---- Data for processing
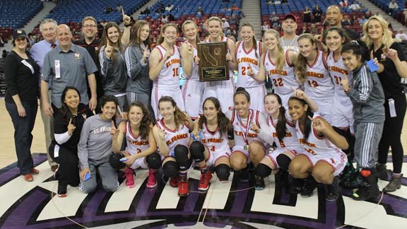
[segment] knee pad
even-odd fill
[[[146,157],[146,162],[147,162],[149,168],[158,170],[161,165],[161,157],[160,156],[160,154],[153,153]]]
[[[230,175],[230,167],[226,164],[218,165],[215,167],[215,172],[220,180],[228,180]]]
[[[174,148],[174,154],[179,170],[185,171],[191,167],[191,159],[188,158],[188,147],[183,145],[177,145]]]
[[[271,174],[271,168],[264,164],[259,163],[256,168],[256,175],[261,177],[267,177]]]
[[[175,177],[178,175],[178,165],[173,160],[169,160],[163,165],[164,174],[168,177]]]
[[[277,163],[281,168],[283,169],[285,171],[288,171],[288,166],[290,165],[290,163],[291,162],[291,158],[290,158],[285,154],[281,153],[277,156],[276,158],[277,160]]]
[[[205,160],[205,146],[200,141],[194,141],[189,146],[191,157],[196,163],[200,163]]]
[[[121,170],[126,167],[126,164],[119,160],[120,158],[124,157],[124,155],[121,153],[112,154],[109,158],[109,163],[114,169]]]

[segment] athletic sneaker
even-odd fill
[[[309,175],[307,178],[305,178],[304,187],[301,191],[301,196],[305,198],[312,196],[314,189],[317,187],[317,183],[312,176]]]
[[[325,185],[325,200],[327,201],[335,201],[339,196],[338,193],[339,179],[338,177],[334,177],[334,182],[331,184]]]
[[[58,180],[59,178],[59,173],[58,172],[59,169],[59,165],[57,165],[57,168],[54,171],[54,180]]]
[[[304,187],[304,180],[299,178],[294,178],[292,175],[288,176],[290,182],[290,193],[293,194],[297,194],[302,192]]]
[[[157,173],[156,170],[149,169],[148,170],[148,178],[147,180],[147,187],[152,189],[157,186],[157,177],[155,174]]]
[[[66,184],[62,184],[61,182],[58,182],[58,196],[59,197],[66,197],[68,196],[66,194]]]
[[[129,189],[134,187],[134,172],[133,171],[132,169],[128,168],[127,170],[126,170],[126,173],[124,174],[124,175],[126,176],[126,187],[127,187]]]
[[[170,178],[170,185],[172,187],[178,187],[178,177],[174,177]]]
[[[249,170],[246,168],[239,171],[239,181],[241,182],[249,182]]]
[[[198,184],[198,189],[199,191],[206,191],[209,188],[209,182],[212,179],[212,172],[209,170],[204,173],[201,173],[199,178],[199,184]]]
[[[266,187],[264,184],[264,178],[259,175],[254,175],[254,189],[256,190],[263,190]]]
[[[178,196],[187,196],[189,194],[188,181],[179,180],[178,181]]]

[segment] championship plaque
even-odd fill
[[[226,61],[228,43],[198,44],[199,81],[213,81],[229,79],[229,62]]]

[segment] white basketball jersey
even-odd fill
[[[323,100],[334,98],[334,83],[329,76],[325,54],[317,52],[317,58],[312,64],[307,63],[307,80],[304,82],[305,91],[309,98]]]
[[[187,81],[199,81],[199,68],[198,66],[198,64],[196,64],[196,63],[195,63],[195,61],[194,60],[195,60],[195,59],[196,58],[196,57],[198,57],[198,49],[196,49],[196,47],[188,42],[186,42],[185,43],[187,43],[188,45],[191,45],[192,48],[194,49],[194,52],[192,54],[192,73],[191,74],[191,76],[188,76],[189,77],[185,77],[185,79]],[[184,66],[184,61],[182,61],[182,66]]]
[[[319,114],[314,114],[313,119],[321,117]],[[311,123],[312,127],[314,122]],[[308,139],[304,139],[304,134],[300,129],[298,122],[295,124],[295,130],[300,143],[302,145],[302,148],[313,155],[331,154],[331,153],[343,153],[338,147],[332,143],[324,136],[321,137],[317,134],[317,131],[312,128]]]
[[[346,74],[348,78],[352,77],[351,74],[349,76],[349,70],[343,64],[343,61],[342,60],[342,57],[335,61],[334,59],[334,52],[331,52],[328,55],[328,59],[326,60],[326,64],[328,64],[328,69],[329,70],[329,75],[332,78],[332,82],[335,86],[335,95],[338,95],[341,98],[348,98],[348,95],[343,91],[343,87],[341,84],[341,81],[344,78],[343,75]],[[349,83],[352,82],[352,78],[349,78]]]
[[[141,139],[141,136],[138,134],[135,136],[131,131],[130,122],[126,122],[126,129],[124,129],[124,136],[126,137],[126,151],[131,154],[140,153],[146,151],[150,147],[148,139]],[[147,136],[148,137],[148,136]]]
[[[162,46],[156,47],[160,51],[161,59],[164,58],[167,50]],[[173,54],[165,61],[158,77],[153,83],[158,89],[175,90],[179,89],[179,67],[181,66],[181,56],[178,47],[172,46]]]
[[[300,144],[300,141],[297,137],[295,124],[293,123],[292,120],[288,119],[287,115],[285,115],[285,127],[287,128],[285,131],[285,136],[283,139],[283,141],[280,141],[278,137],[277,137],[277,131],[276,129],[278,120],[273,120],[273,117],[270,115],[267,115],[267,125],[273,135],[274,142],[276,143],[276,145],[277,145],[278,148],[281,148],[283,150],[295,150],[301,148],[301,144]]]
[[[264,119],[264,116],[259,111],[250,109],[247,118],[241,119],[237,114],[237,112],[233,110],[230,123],[233,126],[235,145],[246,146],[255,140],[263,142],[259,134],[250,129],[252,122],[261,127],[259,122],[259,118],[261,118],[259,116]]]
[[[212,132],[208,129],[206,123],[202,127],[202,139],[201,141],[204,145],[212,152],[230,153],[227,133],[223,134],[223,136],[220,136],[218,127],[214,132]]]
[[[276,69],[277,63],[273,63],[267,51],[263,59],[263,64],[266,70],[266,76],[271,79],[274,86],[274,91],[278,95],[286,95],[293,93],[291,87],[298,88],[300,86],[297,83],[294,66],[291,65],[288,60],[288,53],[284,53],[285,64],[281,71]]]
[[[236,48],[236,60],[237,61],[237,82],[236,87],[252,88],[264,85],[264,82],[260,83],[253,78],[247,76],[249,68],[252,68],[253,72],[257,74],[260,69],[260,57],[261,57],[261,43],[257,42],[257,49],[254,49],[253,45],[249,50],[244,48],[244,42],[237,42]],[[256,57],[257,55],[257,57]]]
[[[187,124],[184,126],[179,125],[177,129],[170,129],[165,127],[164,120],[161,118],[155,124],[165,132],[165,143],[170,148],[170,152],[174,152],[177,145],[188,146],[190,136],[189,127]]]

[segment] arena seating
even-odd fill
[[[298,24],[298,29],[297,33],[300,33],[300,30],[302,28],[303,26],[303,14],[302,11],[305,8],[305,6],[308,6],[311,11],[314,8],[316,4],[318,4],[322,11],[324,12],[324,15],[322,17],[322,21],[323,22],[325,19],[325,12],[326,11],[326,8],[331,5],[336,5],[338,4],[338,1],[336,0],[329,0],[329,1],[324,1],[324,0],[298,0],[298,1],[289,1],[288,4],[278,4],[278,5],[273,5],[273,4],[267,4],[266,0],[261,0],[261,23],[266,21],[270,23],[270,17],[272,12],[276,12],[277,16],[280,18],[280,20],[283,19],[284,16],[287,13],[291,13],[297,16],[297,24]],[[344,15],[348,15],[349,18],[352,18],[352,17],[355,15],[357,17],[361,16],[364,15],[365,13],[363,12],[353,12],[351,11],[343,11]],[[313,18],[313,16],[312,16]],[[323,25],[322,23],[317,23],[317,28],[319,31],[321,30],[324,26]],[[310,25],[307,25],[307,28],[309,28]],[[356,23],[353,25],[348,26],[349,28],[355,30],[359,33],[362,32],[362,27],[358,24]],[[281,28],[277,28],[277,30],[281,32],[282,30]]]
[[[80,23],[82,18],[87,16],[92,16],[98,21],[107,20],[120,23],[122,19],[122,12],[112,11],[105,13],[106,6],[110,5],[115,9],[117,4],[124,9],[127,15],[131,15],[143,6],[148,0],[134,0],[134,1],[119,1],[119,0],[100,0],[98,1],[93,0],[72,1],[60,0],[58,1],[57,6],[52,13],[49,13],[47,18],[53,18],[58,23]]]
[[[42,9],[40,0],[1,0],[0,1],[0,36],[8,40],[13,30],[23,27]]]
--------
- **Stated goal**
Collect every line in the records above that contains the string "segment", matching case exactly, and copy each one.

- **Correct answer**
[segment] knee pad
[segment] athletic sneaker
[segment] championship plaque
[segment] white basketball jersey
[segment] arena seating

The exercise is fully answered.